- Directions -
[a] Please copy the records word for word, starting at the line that contains "Please tag the giant" and running through the last line of the records, with both ends included. Leave the pictures out of your answer.
[b] Continue the text about Steve Stenstrom from its last line.

Steve Stenstrom (born December 23, 1971) is a former professional American football quarterback.

College career
Stenstrom attended Stanford University where he was a member of Sigma Nu Fraternity. Stenstrom was the starting quarterback at Stanford University from 1991 to 1994, and still holds many of Stanford's passing records:

Total yards, career: 9,825
Passing yards gained, career: 10,531
Passing yards gained, season: 3,627 (1993)
Pass attempts, career: 1,320
Pass attempts, season: 455 (1993)
Pass completions, career: 833
Pass completions, season: 300 (1993)
Completion percentage, game: .882 (15/17) (1991)

- Records for processing -

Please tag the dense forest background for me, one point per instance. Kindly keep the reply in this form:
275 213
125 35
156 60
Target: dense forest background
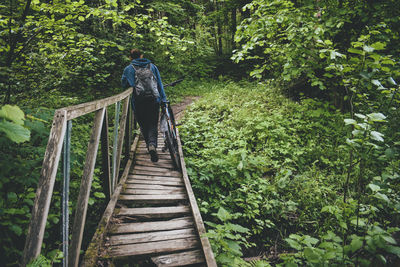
293 149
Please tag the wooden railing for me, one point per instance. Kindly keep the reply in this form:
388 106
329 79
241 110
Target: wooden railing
60 136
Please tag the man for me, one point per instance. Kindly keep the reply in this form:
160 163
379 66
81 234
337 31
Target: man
146 109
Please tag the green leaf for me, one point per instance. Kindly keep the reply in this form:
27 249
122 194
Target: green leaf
12 113
14 132
293 243
355 51
368 49
377 136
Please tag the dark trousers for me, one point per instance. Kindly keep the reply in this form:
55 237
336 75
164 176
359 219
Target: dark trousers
146 113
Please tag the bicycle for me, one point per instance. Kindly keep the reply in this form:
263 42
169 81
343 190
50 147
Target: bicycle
168 129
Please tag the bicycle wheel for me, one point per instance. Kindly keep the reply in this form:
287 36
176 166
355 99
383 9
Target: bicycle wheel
173 149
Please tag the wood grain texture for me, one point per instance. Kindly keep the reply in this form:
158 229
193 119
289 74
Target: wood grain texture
179 259
180 223
44 192
153 247
154 212
84 192
150 237
91 254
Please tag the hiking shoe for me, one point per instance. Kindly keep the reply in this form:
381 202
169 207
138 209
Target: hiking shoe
153 153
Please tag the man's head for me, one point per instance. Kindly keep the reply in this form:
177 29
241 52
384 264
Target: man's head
135 53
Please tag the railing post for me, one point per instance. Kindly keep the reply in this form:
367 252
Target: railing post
65 199
84 192
40 210
115 145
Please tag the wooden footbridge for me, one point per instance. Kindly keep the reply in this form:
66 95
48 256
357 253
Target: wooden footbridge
152 218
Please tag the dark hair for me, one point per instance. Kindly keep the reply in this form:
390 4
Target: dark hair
135 53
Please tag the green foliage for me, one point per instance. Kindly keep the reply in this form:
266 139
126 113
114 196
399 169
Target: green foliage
282 166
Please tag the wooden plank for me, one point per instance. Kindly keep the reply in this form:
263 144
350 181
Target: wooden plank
139 227
40 210
161 173
91 254
149 163
153 192
121 135
208 253
86 108
160 178
105 154
150 237
159 182
153 212
152 186
154 198
84 192
153 247
179 259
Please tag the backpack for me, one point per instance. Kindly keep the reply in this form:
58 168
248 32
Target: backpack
145 83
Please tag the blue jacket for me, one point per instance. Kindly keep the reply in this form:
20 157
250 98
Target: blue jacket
128 77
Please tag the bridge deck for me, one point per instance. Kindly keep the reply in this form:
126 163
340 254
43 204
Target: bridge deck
152 222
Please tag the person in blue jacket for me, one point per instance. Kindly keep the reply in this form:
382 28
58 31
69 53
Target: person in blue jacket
146 111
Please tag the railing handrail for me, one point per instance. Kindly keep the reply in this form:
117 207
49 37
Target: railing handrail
52 156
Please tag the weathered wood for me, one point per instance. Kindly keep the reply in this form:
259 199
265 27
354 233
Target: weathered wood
179 259
105 153
86 108
84 192
153 192
154 212
208 253
153 178
160 182
40 210
150 237
121 134
139 227
154 198
152 186
159 173
97 240
153 247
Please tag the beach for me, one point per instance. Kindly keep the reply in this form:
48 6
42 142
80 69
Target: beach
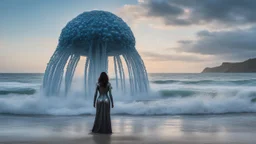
179 108
229 128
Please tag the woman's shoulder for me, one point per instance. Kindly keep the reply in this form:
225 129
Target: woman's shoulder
109 85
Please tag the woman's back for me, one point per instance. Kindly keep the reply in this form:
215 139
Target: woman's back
103 90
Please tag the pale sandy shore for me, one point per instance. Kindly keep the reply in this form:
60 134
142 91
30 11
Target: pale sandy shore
198 129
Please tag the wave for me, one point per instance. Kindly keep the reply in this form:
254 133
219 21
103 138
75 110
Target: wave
77 104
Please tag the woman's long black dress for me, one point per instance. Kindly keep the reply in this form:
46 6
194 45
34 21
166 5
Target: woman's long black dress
102 122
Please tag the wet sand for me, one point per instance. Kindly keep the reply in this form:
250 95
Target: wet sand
207 129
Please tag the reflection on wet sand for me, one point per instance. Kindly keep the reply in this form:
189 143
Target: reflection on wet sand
131 129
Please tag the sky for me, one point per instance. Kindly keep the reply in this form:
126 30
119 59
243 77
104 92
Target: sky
172 36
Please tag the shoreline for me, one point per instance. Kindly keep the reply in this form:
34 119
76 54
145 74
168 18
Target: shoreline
233 128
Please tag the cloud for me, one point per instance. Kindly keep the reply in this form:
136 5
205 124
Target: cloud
235 44
188 57
194 12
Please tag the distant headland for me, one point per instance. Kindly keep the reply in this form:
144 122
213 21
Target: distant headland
248 66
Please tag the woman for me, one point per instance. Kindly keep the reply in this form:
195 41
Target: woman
102 122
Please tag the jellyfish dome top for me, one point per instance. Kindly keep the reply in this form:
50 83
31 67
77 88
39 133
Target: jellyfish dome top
97 35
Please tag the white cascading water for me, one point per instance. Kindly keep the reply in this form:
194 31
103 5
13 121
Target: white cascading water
97 35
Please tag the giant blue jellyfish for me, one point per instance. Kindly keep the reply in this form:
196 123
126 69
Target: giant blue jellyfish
97 35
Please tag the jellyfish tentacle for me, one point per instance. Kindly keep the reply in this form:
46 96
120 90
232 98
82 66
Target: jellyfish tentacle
70 71
86 73
58 74
130 74
116 74
121 71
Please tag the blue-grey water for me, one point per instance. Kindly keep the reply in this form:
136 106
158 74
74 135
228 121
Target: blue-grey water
171 94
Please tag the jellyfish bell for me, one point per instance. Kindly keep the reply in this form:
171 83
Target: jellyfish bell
97 35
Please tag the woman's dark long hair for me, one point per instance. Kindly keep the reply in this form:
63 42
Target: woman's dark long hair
103 79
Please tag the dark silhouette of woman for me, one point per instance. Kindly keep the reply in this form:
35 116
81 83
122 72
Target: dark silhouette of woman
102 122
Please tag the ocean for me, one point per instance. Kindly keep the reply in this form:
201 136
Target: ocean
170 94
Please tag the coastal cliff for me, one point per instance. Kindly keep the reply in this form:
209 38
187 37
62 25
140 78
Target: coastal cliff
248 66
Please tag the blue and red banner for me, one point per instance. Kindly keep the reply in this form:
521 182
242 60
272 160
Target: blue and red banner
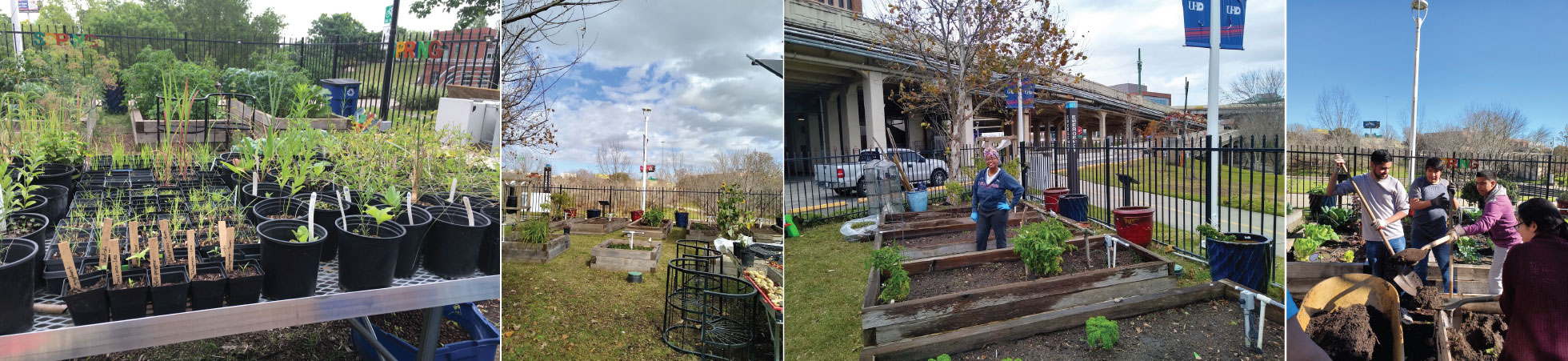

- Answers to the exercise -
[a]
Please tag the giant blue jellyfish for me, one point per instance. Kindly keep the reply in this form:
196 123
126 69
Target: giant blue jellyfish
97 35
Please tag the jellyfish tentacle for me, one point per instance. Kindly keep the reply in this form:
46 96
120 90
232 98
82 66
Target: jellyfish tentacle
70 71
86 73
58 74
130 74
116 74
121 71
Please tag the blue-grey water for me, one point per instance. Kindly keep the reply in this form:
136 106
158 74
74 135
228 121
Target: blue-grey water
171 94
Please tag the jellyfish bell for me, one point per instance. Kindly keep the reply in this form:
171 83
Target: jellyfish bell
97 35
Please tag the woman's dark long hair for me, one point per instance. Kindly keep the reply in this form:
63 42
Target: woman's dark long hair
103 79
Please tag the dark silhouette of woman for me, one point per instance. Kindly keep the reply in this form:
35 116
81 83
122 72
Target: dark silhouette of woman
102 122
Please tag the ocean for me, one point per instance. Kindly keep the reply in this form:
201 136
Target: ocean
170 94
Please tag the coastal cliff for me, one point per instance. Kindly keep the reply in this form:
209 38
187 37
62 25
140 78
Target: coastal cliff
248 66
Please tag the blue and red banner for me, one point per instance. Kindly keep the reply in this form:
521 182
242 60
272 160
Target: blue and red banner

[b]
NFL career
Stenstrom was selected by the Kansas City Chiefs in the 4th round of the 1995 NFL Draft. Stenstrom played in five NFL seasons from 1996 to 1999 for the Chicago Bears and San Francisco 49ers. He started seven games for the Bears during the 1998 season, as well as three games for the 49ers during the 1999 season after Steve Young's career-ending injury. He spent a partial season with the Detroit Lions in 2000 and then signed on with the Denver Broncos in the spring of 2001 where he retired from the NFL shortly thereafter.

After football
Following his football career, Stenstrom returned to Stanford University to lead the Cardinal Life Christian ministry for athletes and along with his wife, Lori, established a program in the San Francisco Bay Area called 2nd Mile. Stenstrom is now the President of Profession Athletes Outreach (PAO), a Christian outreach program for coaches, players, and professional athletes. His son, Blake, is a quarterback for Princeton University. His daughter, Brook, swam for Stanford from 2016-2020. His youngest daughters, Lindsay and Ashley, currently (as of 2022) swim for UCLA.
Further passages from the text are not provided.